**Ausgewählter Textauszug**
Klassenzimmer

Meine schreibende Hand … Kreatives Schreiben als Schöpferkraft im Unterricht

Heidrun Adriana Bomke

Die Stifte gleiten über die Blätter. Ich mag dieses Geräusch, das den Raum ganz erfüllt. Junge Gesichter schauen sinnend auf die Worte, die entstehen. «Was führt meine Hand?», so die Anregung. Eine von vielen im künstlerisch-praktischen Unterricht (KPU) Kreatives Schreiben, den ich seit 2019 an der Freien Waldorfschule Havelhöhe in Berlin gestalte.

Die Rondelle entstehen mühelos. «Die Hand schreibt, als ob sie die Gedanken kennt», so sagt Camille und berührt die Magie des Schreibens. Eine junge Frau fasst es in die Worte: «Zum ersten Mal passt die Beschreibung: Die Worte flossen förmlich aus mir heraus … sie kamen aus dem Inneren. Aus meinem Herzen. Aus meiner Seele.»

Genau darin liegt die große Chance des Unterrichtsfaches! Dem Analytischen das Intuitive, dem Intellekt die Sprache des Herzens zur Seite geben. Weitab von mechanistisch-normativen Vorgaben schöpferische Freude gedeihen lassen. Begeisterung! Lina hat sie gefunden in ihrem Rondell:

Meine schreibende Hand
Mit ihr ziehe ich freudig ins Land
So wird mir Unbekanntes bekannt. [...]

Schreiben als Entdecken. Welche Herzensfreude breitet sich aus, als diese Worte gelesen werden! Wir alle brauchen sie so, die fliegende Heiterkeit, herzliche Offenheit und mutige Zuversicht. Denn auch der Hörende ist wie der Schreibende ein Mensch des Herzens. Mein Schreibmotto, das den Kurs begleitet, gebe ich in die Runde:

Die beste Art, zu schreiben ist mit den ureigenen Worten und diese fließen
unmittelbar aus dem Herzen in die Hand.

Das Herz ist unser wahres Selbst. Meine Erfahrung ist seit 15 Jahren kreativer Schreibkurse mit jungen Menschen: Jede und jeder findet seinen inneren Schreiber, die innere Schreiberin, den Ansatz dazu. Er ist kostbar wie ein kleiner Diamant im eigenen Herzen, in der eigenen Hand. Es ist die Ahnung von Vollkommenheit in poetischer Gestalt.

Zur Quelle bewegen wir uns in 30 Stunden KPU innerhalb von fünf Wochen. Die Natur mit Vogelgezwitscher, dem Rauschen der Bäume, der Sonne ist dabei genauso unser Zuhause wie die Stille. Wir üben Achtsamkeit, das In-sich-Hineinhorchen. Innehalten wird als Wohlgefühl erlebt. Den Geist an die Natur anschmiegen, mit ihr ins Gespräch kommen ist heilsam. Milena schreibt in ihrem Gedicht «Freiheit»:

Unendliche Weite
Wo stehe ich?

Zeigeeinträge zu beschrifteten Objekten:
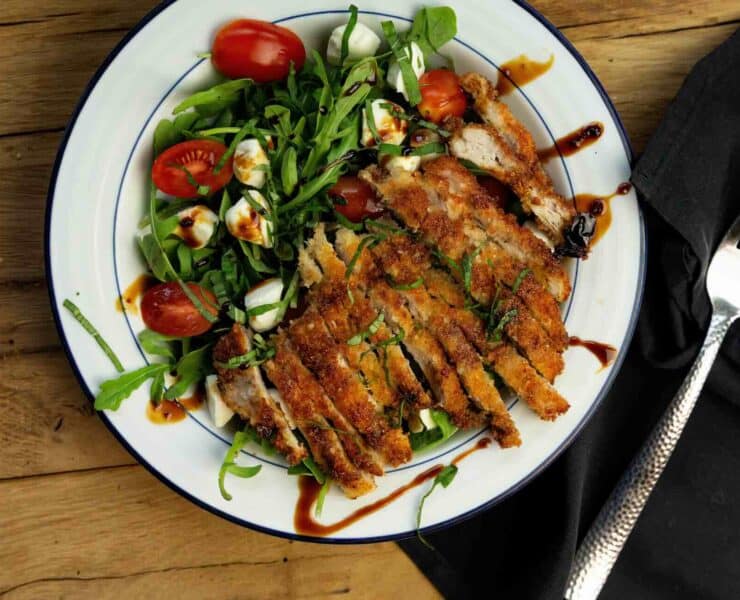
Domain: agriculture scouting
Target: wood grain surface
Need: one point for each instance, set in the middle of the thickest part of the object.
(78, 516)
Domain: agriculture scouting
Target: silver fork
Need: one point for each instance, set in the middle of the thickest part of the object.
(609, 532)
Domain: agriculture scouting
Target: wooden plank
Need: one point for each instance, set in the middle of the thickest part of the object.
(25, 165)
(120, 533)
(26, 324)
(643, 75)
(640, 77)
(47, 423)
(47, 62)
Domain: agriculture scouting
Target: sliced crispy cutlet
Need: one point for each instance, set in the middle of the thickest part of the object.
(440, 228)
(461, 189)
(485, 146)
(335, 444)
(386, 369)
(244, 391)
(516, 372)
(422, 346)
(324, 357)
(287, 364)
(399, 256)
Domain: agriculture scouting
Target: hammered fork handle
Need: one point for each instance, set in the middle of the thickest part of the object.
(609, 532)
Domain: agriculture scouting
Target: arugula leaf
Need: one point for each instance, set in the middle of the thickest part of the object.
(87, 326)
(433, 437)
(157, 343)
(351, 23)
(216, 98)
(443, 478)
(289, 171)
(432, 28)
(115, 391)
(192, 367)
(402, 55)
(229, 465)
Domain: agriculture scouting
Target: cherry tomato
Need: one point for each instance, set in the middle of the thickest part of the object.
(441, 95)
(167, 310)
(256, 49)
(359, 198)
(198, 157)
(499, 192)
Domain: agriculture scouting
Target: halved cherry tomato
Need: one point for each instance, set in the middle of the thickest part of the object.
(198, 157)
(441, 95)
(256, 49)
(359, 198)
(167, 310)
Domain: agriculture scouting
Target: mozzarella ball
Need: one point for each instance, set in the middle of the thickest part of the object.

**Aufgaben**
• 1. Beantworten Sie anhand des Textauszugs über kreatives Schreiben im Unterricht folgende Fragen:
(a) Seit welchem Jahr und an welcher Schule wird der KPU Kreatives Schreiben gestaltet?
(b) Wie viele Stunden KPU umfasst der Kurs, und innerhalb welchen Zeitraums?
(c) Welchen Titel trägt Milenas Gedicht?
• 2. Führen Sie den Textauszug über kreatives Schreiben im Unterricht im Anschluss an die Zeile «Wo stehe ich?» weiter.

**Lösungen**
• 1.
(a) Seit 2019, an der Freien Waldorfschule Havelhöhe in Berlin.
(b) 30 Stunden innerhalb von fünf Wochen.
(c) «Freiheit».

• 2.
Sich findend
Nach Hause kommen.

Liest man das Gedicht, gleitet der Geist an einen Ort der Selbstliebe, die mehr ist als man selbst. Silas schreibt:

Freiheit heißt, sich auf eine bestimmte Art und Weise sicher zu fühlen, ohne einen Zwang zu haben. Freiheit heißt Leichtigkeit.

Eine fantastische Wahrnehmung des geistigen Wesensgrundes! Empfindungen finden erste kreative Formen. Wo gibt es heute noch Stille? Die jungen Menschen schätzen sie.

Eine gemeinsame Energie schwingt in der Gruppe von zehn bis vierzehn Menschen: Mit-ein-ander. Das Schreiben an einem Rondell, einem Wortwechsel, einer Geschichte, das Sammeln von inneren Bildern, das Wahrnehmen des Anderen sensibilisieren.

Kreatives Schreiben ist in dieser Art und Weise immer auch biografische Begleitung. Dessen sollte man sich als Lehrende bewusst sein.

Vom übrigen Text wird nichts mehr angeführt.